START Material supplied
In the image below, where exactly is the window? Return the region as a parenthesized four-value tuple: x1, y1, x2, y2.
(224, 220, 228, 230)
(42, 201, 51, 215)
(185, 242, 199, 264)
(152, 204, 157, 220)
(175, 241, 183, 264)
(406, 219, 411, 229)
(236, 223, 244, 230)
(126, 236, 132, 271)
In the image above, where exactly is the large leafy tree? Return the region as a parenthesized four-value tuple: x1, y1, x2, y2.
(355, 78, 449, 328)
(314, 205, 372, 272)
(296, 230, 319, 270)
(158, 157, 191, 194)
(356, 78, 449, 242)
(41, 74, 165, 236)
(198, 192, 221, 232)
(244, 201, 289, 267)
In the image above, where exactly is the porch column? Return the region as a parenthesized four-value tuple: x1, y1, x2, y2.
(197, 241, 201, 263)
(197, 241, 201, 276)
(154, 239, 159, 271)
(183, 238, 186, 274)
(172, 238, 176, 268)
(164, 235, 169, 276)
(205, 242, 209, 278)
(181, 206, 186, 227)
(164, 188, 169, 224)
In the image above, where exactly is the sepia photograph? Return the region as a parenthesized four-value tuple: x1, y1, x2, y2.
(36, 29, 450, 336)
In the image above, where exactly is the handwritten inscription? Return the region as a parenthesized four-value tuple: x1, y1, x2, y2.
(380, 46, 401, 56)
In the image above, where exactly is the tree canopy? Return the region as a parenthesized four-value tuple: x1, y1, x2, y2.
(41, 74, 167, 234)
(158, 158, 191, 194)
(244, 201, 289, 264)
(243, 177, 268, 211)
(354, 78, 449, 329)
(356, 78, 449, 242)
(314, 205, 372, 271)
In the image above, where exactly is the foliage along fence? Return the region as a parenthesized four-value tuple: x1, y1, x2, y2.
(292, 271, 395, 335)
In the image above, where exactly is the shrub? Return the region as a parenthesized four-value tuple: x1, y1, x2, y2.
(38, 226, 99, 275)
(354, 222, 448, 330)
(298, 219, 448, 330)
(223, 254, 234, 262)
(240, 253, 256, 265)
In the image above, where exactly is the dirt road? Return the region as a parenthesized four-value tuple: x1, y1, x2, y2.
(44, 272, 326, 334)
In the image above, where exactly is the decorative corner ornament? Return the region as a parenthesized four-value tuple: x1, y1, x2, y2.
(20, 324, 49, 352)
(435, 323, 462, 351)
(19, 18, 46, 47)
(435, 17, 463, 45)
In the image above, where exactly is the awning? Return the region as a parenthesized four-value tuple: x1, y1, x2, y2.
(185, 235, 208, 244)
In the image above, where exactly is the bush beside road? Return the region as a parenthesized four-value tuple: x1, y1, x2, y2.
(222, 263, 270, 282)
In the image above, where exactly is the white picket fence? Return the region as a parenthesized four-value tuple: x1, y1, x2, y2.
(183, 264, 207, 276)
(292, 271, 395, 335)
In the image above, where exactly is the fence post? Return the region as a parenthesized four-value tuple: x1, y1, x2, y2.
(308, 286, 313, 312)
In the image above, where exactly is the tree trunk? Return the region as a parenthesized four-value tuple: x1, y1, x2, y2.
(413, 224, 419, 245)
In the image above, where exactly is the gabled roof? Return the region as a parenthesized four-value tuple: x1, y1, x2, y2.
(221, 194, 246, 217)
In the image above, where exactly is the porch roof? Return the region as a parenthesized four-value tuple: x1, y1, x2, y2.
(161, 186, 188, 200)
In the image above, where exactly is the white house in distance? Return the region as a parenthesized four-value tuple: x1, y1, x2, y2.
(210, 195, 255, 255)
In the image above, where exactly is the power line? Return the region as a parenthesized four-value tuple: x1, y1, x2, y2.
END Material supplied
Write the data out again, verbatim.

▶ [Worked solution]:
In the image below, where exactly is the window? Return the region as a parenthesized four-value tuple: x1, y1, x2, y2.
(224, 220, 228, 230)
(42, 201, 51, 215)
(185, 242, 199, 264)
(152, 204, 157, 220)
(175, 241, 183, 264)
(406, 219, 411, 229)
(236, 223, 244, 230)
(126, 236, 132, 271)
In the image above, where exactly is the large leafy tree? Return the region as a parenthesized four-value tuple: x1, y1, x2, y2.
(355, 78, 449, 328)
(314, 205, 372, 272)
(296, 230, 319, 270)
(158, 157, 191, 194)
(356, 78, 449, 242)
(41, 74, 165, 236)
(198, 192, 221, 232)
(244, 201, 289, 267)
In the image above, where exactly is the porch column? Return the region as a parenthesized four-value tuple: x1, y1, x2, y2.
(197, 241, 201, 263)
(197, 241, 201, 276)
(154, 239, 159, 271)
(183, 238, 186, 274)
(172, 238, 176, 268)
(164, 235, 169, 276)
(205, 242, 209, 278)
(181, 206, 186, 227)
(164, 188, 169, 224)
In the image above, where exactly is the sepia photograph? Return the region as a parenthesized four-value tuple: x1, y1, x2, y2.
(36, 29, 450, 336)
In the image above, where exactly is the handwritten inscription? Return the region as a parenthesized four-value tuple: x1, y1, x2, y2.
(380, 46, 401, 56)
In the image above, where exactly is the tree canopy? Return the region as a parenthesized four-value tuple: x1, y1, x2, y2.
(41, 74, 167, 234)
(158, 158, 191, 194)
(244, 201, 289, 264)
(243, 177, 268, 211)
(354, 78, 449, 329)
(356, 78, 449, 242)
(314, 205, 372, 271)
In the image above, where exactly is the foliage along fence? Return the region as a parenthesized four-value tuple: x1, y1, x2, y2.
(292, 271, 395, 335)
In the image above, where exactly is the shrub? Return the region as a parenthesized four-value tuple: x1, y1, x2, y2.
(38, 226, 99, 275)
(354, 222, 448, 330)
(298, 219, 448, 330)
(223, 254, 234, 262)
(240, 253, 256, 265)
In the image above, where exactly is the dirt road? Return the region as a parenthesized four-value tuple: x1, y1, x2, y2.
(44, 272, 326, 334)
In the image above, where exactly is the decorative corner ornament? Return the region as a parenthesized four-value tuple: x1, y1, x2, y2.
(20, 324, 49, 352)
(435, 323, 462, 351)
(19, 18, 46, 47)
(435, 17, 463, 45)
In the image above, where exactly is the awning? Return the region as a parenthesized four-value tuple: x1, y1, x2, y2.
(185, 235, 208, 244)
In the image above, where exactly is the bush beside road? Return the region as a parenthesized four-value tuple: x1, y1, x2, y2.
(222, 263, 270, 282)
In the image above, where exactly is the white picket fence? Return the region as a parenthesized four-value tuple: x1, y1, x2, y2.
(183, 264, 207, 276)
(292, 271, 395, 335)
In the image above, where exactly is the fence post? Return the region as a parenthesized four-value tuple: x1, y1, x2, y2.
(308, 286, 313, 312)
In the image above, where exactly is the tree trunk? Return the region as a parenthesized four-value tuple: x1, y1, x2, y2.
(413, 224, 419, 245)
In the image above, where exactly is the gabled roof? Return the region as a parenthesized four-value tuple: x1, y1, x2, y2.
(221, 194, 246, 217)
In the image above, where exactly is the porch roof? Return the region as a parenthesized four-value tuple: x1, y1, x2, y2.
(161, 186, 188, 200)
In the image above, where exactly is the white house in distance? Return the region as a parenthesized four-value tuple: x1, y1, x2, y2.
(210, 195, 255, 255)
In the image above, where exactly is the power line? Return the region as a parenthesized four-value tuple: x1, y1, x2, y2.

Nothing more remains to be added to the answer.